**Brief A**
List every distinct year that appears in the Prima Vera passage, in order of first appearance.
═══ Source excerpt ═══
Prima Vera's sixth and final studio album was Ha Ha He He Ho (De gærne har det godt), which was released in September 1982. The album did not sell quite as well as the previous records, peaking at #7 in the charts, and in 1983, the band went on hiatus as Teigen wanted to focus on his solo career. Falsk wrote the Teigen songs "Adieu" (1982) and "Do Re Mi" (1983), which Teigen performed in the Eurovision Song Contest, the former in duet with Teigen's future wife Anita Skorgan. However, with Teigen wanting to become a more "serious" artist, the relationship between Falsk and Teigen was becoming strained. They had several arguments during the recording of Teigen and Skorgan's 1983 album Cheek to Cheek, which Falsk co-produced, and went on to spend six weeks at #1 in the Norwegian charts.

In addition to their albums and touring with their music/comedy shows, Prima Vera also made two musicals, both written by Falsk. The first was Fantomets glade bryllup (The Phantom's happy wedding) which was performed on Centralteateret in Oslo in 1978, and became a box office success despite lukewarm reviews. The second musical was named Fisle Narrepanne i Tyrol and was performed at Centralteateret in 1981. Both musicals heavily featured Prima Vera's own brand of humor and silliness. They also made a film which premiered in the summer of 1983 called Prima Vera og soga om Olav den hellige (Prima Vera and the saga of Olav the holy). The film received generally poor reviews, and many critics viewed it as a rip-off of Monty Python and the Holy Grail.

===Breakup===
Falsk and Mathisen had little contact with Teigen in 1984 as Teigen and Anita Skorgan toured extensively in Norway and Sweden to support the Cheek to Cheek album - but in November 1984, Teigen contacted Falsk and Mathisen, and asked them to join him for a series of shows in Stockholm. Even before the shows, the climate between Teigen and the other two Prima Vera members was poor. With little time for rehearsals, they decided to perform basically the same show they had performed in Oslo two years earlier, with only minor adaptations for the Swedish audience. The show was a disaster, and was followed by a bitter argument backstage. The same night, Falsk and Mathisen returned to Norway without even saying goodbye, and with that Prima Vera was history. In his autobiography, Falsk writes that he never spoke to Teigen again for the next 15 years.
═══
**Brief B**
Convert the entries, everything from the line containing "Target: duck's back" down to the final line of the entries, into a Markdown table with the columns No. and Text, one numbered row per line and no blank lines.
═══ Extracted information ═══
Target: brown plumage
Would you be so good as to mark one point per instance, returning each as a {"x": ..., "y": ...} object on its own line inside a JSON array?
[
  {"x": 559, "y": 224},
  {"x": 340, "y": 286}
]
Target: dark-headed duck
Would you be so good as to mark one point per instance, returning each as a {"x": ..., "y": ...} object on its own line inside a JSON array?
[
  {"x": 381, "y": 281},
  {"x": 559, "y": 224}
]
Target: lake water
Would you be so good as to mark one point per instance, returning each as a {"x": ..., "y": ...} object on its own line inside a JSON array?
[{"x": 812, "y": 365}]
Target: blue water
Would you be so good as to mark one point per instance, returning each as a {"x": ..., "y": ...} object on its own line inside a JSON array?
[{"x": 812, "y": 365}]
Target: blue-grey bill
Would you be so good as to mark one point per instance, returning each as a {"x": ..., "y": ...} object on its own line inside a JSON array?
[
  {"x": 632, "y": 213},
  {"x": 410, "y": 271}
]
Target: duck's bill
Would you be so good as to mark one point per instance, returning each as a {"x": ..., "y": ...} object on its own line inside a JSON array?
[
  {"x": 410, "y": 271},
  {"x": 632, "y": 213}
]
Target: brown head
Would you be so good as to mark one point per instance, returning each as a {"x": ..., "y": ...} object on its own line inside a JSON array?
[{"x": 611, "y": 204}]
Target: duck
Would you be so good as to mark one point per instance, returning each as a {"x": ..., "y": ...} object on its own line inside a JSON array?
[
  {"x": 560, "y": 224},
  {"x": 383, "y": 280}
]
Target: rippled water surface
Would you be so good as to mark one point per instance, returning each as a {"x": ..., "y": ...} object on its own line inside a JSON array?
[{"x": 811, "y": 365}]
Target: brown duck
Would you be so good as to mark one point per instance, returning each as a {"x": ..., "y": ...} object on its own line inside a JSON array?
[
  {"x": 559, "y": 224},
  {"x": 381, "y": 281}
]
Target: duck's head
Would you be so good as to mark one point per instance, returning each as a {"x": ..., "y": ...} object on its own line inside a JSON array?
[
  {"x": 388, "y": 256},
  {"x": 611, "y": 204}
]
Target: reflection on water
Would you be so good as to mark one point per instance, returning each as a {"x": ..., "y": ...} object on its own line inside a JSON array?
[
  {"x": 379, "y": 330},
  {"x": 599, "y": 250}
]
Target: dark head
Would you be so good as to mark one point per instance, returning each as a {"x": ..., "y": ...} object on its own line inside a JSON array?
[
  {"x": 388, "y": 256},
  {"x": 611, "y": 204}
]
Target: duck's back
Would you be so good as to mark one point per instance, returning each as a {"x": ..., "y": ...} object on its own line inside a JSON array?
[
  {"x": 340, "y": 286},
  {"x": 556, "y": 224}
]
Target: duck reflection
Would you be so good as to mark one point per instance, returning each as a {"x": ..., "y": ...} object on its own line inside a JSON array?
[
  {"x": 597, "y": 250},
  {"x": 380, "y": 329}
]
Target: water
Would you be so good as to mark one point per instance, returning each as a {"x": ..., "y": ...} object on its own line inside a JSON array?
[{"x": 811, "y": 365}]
═══
**Worked solution A**
1982, 1983, 1978, 1981, 1984

**Worked solution B**
| No. | Text |
|---|---|
| 1 | Target: duck's back |
| 2 | Would you be so good as to mark one point per instance, returning each as a {"x": ..., "y": ...} object on its own line inside a JSON array? |
| 3 | [ |
| 4 |   {"x": 340, "y": 286}, |
| 5 |   {"x": 556, "y": 224} |
| 6 | ] |
| 7 | Target: duck reflection |
| 8 | Would you be so good as to mark one point per instance, returning each as a {"x": ..., "y": ...} object on its own line inside a JSON array? |
| 9 | [ |
| 10 |   {"x": 597, "y": 250}, |
| 11 |   {"x": 380, "y": 329} |
| 12 | ] |
| 13 | Target: water |
| 14 | Would you be so good as to mark one point per instance, returning each as a {"x": ..., "y": ...} object on its own line inside a JSON array? |
| 15 | [{"x": 811, "y": 365}] |